# GIVEN RECORDS start

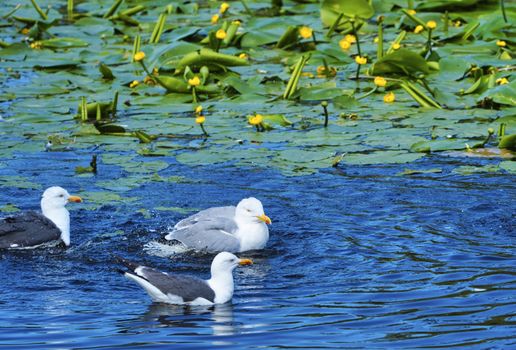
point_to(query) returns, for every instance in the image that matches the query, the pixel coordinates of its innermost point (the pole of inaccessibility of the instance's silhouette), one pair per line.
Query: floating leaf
(401, 61)
(331, 9)
(508, 142)
(381, 157)
(62, 43)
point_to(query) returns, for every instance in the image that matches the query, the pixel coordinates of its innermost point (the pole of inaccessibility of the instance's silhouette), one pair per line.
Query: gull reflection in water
(219, 317)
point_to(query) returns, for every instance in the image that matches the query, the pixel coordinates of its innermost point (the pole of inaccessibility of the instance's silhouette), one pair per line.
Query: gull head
(252, 209)
(57, 197)
(227, 262)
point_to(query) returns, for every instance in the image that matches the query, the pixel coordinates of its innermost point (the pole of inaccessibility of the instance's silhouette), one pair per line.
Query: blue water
(358, 257)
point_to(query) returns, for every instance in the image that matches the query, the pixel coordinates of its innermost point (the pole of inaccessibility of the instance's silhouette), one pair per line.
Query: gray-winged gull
(232, 229)
(179, 289)
(31, 228)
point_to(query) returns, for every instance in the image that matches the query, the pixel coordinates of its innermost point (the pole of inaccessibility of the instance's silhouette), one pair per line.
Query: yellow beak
(265, 219)
(245, 262)
(75, 199)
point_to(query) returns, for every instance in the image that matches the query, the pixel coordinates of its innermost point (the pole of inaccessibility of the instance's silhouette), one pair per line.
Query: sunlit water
(358, 257)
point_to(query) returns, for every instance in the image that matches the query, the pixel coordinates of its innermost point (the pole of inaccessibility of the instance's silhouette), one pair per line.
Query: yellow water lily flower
(256, 119)
(139, 56)
(344, 44)
(305, 32)
(195, 81)
(223, 7)
(220, 34)
(360, 60)
(389, 97)
(380, 81)
(350, 38)
(431, 24)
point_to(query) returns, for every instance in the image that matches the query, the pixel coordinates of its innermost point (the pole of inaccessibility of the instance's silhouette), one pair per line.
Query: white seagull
(31, 229)
(179, 289)
(233, 229)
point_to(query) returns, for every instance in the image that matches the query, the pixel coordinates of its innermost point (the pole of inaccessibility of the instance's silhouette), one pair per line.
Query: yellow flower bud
(360, 60)
(256, 119)
(223, 7)
(195, 81)
(344, 44)
(139, 56)
(220, 34)
(431, 24)
(389, 97)
(305, 32)
(380, 81)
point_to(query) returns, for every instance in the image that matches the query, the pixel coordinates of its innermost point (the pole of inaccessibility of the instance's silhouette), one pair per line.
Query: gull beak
(75, 199)
(265, 219)
(245, 262)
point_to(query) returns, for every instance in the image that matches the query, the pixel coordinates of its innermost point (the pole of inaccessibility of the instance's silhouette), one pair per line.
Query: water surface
(358, 257)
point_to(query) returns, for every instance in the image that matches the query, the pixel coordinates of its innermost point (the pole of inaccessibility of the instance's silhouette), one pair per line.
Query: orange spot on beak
(245, 262)
(75, 199)
(265, 219)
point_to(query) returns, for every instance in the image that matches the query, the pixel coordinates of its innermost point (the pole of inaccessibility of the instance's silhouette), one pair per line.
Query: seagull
(169, 288)
(31, 229)
(233, 229)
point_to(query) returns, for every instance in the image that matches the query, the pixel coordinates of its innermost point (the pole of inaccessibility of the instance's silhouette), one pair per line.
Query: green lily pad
(401, 61)
(509, 166)
(381, 157)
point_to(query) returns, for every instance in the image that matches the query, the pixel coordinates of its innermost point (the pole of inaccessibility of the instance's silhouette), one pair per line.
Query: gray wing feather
(187, 287)
(27, 230)
(214, 235)
(207, 214)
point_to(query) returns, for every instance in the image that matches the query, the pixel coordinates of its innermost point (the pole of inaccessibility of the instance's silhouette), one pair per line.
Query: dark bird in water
(179, 289)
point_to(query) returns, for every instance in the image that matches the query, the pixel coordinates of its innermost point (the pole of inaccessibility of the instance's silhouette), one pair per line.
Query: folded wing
(27, 230)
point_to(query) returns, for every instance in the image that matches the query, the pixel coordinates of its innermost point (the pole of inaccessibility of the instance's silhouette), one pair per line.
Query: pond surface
(363, 255)
(358, 257)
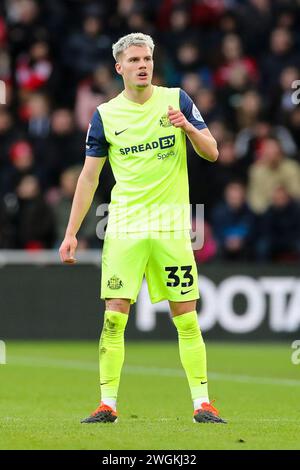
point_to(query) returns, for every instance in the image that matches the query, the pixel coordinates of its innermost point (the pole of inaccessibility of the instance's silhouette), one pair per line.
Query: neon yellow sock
(111, 353)
(192, 353)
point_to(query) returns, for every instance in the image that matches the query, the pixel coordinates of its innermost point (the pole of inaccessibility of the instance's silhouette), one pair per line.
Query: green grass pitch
(47, 387)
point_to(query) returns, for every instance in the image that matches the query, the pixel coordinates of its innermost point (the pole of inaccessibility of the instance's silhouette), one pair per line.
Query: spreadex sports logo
(162, 143)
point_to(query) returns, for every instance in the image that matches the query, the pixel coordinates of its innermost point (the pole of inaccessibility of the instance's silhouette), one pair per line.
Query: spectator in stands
(234, 224)
(34, 69)
(87, 49)
(272, 169)
(280, 228)
(250, 140)
(282, 54)
(33, 218)
(22, 163)
(6, 230)
(8, 133)
(234, 61)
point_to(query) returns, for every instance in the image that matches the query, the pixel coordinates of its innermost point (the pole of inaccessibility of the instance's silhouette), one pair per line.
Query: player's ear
(118, 68)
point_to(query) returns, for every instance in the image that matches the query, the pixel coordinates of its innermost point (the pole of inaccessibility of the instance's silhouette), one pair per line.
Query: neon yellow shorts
(165, 258)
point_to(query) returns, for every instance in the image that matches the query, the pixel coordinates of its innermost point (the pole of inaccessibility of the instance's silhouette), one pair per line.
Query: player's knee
(118, 305)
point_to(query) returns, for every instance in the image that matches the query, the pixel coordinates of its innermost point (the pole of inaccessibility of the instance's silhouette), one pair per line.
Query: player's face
(136, 66)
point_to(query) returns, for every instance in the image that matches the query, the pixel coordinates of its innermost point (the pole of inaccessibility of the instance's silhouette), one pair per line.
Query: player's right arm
(96, 153)
(83, 197)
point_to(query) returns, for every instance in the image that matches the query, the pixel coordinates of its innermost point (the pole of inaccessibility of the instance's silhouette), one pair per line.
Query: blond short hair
(133, 39)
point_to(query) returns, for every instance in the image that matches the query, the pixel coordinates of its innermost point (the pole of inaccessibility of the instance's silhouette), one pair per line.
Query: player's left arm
(189, 119)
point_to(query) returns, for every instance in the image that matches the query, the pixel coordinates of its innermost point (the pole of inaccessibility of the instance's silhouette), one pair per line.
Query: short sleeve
(190, 110)
(96, 143)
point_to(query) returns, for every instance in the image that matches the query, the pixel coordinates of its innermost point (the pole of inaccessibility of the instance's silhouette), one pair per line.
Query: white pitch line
(143, 370)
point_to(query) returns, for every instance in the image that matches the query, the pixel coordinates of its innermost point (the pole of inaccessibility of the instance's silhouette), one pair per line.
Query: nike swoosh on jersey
(120, 132)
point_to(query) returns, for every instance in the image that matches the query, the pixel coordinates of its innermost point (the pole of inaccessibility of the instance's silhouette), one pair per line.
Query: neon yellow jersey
(148, 159)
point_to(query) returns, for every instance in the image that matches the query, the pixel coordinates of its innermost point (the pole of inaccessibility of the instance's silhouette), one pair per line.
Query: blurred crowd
(238, 59)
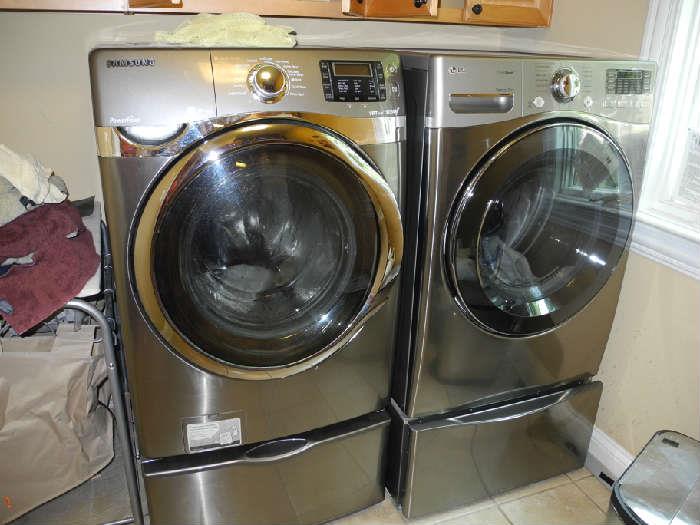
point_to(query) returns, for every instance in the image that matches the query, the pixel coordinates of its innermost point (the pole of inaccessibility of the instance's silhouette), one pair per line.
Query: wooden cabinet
(519, 13)
(390, 8)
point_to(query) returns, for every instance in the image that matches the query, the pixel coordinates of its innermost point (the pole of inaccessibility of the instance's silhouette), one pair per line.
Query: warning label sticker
(212, 434)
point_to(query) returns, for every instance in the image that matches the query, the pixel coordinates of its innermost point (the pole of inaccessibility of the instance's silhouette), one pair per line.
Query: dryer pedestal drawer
(458, 460)
(305, 479)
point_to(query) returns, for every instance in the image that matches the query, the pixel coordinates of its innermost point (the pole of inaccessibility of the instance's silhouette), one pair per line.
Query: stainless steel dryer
(527, 172)
(253, 199)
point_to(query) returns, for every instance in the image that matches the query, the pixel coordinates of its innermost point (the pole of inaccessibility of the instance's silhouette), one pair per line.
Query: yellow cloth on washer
(228, 30)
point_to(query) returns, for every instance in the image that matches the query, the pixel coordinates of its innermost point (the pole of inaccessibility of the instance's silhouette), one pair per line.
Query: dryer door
(260, 252)
(539, 228)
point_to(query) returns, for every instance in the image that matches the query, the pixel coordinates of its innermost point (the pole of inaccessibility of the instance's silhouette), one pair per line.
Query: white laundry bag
(54, 432)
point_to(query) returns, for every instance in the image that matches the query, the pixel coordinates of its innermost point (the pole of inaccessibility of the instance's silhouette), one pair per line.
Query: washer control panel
(352, 81)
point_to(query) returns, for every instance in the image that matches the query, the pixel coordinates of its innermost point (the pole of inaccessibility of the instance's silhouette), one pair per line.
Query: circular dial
(268, 83)
(566, 84)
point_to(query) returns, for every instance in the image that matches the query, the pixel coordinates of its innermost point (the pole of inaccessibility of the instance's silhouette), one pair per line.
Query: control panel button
(566, 84)
(538, 102)
(268, 83)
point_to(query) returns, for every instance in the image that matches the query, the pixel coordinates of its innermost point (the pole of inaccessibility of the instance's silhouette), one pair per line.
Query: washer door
(262, 251)
(539, 228)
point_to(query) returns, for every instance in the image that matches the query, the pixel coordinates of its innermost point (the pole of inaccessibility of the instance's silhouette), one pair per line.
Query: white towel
(29, 176)
(228, 30)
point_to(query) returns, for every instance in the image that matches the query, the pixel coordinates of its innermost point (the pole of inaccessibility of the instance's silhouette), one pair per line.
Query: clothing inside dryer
(267, 254)
(561, 213)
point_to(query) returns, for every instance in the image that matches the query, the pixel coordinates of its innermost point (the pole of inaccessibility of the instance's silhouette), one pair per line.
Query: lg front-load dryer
(253, 200)
(528, 172)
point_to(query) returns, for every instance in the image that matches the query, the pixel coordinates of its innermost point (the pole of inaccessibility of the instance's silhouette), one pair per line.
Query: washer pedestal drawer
(457, 459)
(304, 479)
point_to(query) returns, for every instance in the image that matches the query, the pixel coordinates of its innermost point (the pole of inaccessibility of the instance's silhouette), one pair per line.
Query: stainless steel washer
(253, 199)
(527, 174)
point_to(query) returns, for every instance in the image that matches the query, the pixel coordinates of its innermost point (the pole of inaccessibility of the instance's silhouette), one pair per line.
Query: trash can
(662, 485)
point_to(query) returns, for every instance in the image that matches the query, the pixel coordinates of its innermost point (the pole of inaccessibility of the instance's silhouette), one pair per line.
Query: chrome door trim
(114, 142)
(267, 131)
(467, 191)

# GIVEN RECORDS end

### DIRECTION
Select every line of the material above that contains the word "yellow", matching case exactly.

### EXERCISE ANSWER
Query: yellow beak
Query: yellow water lily flower
Query: yellow flower bud
Query: neon yellow sock
Query: neon yellow shorts
Query: neon yellow jersey
Query: yellow cloth on washer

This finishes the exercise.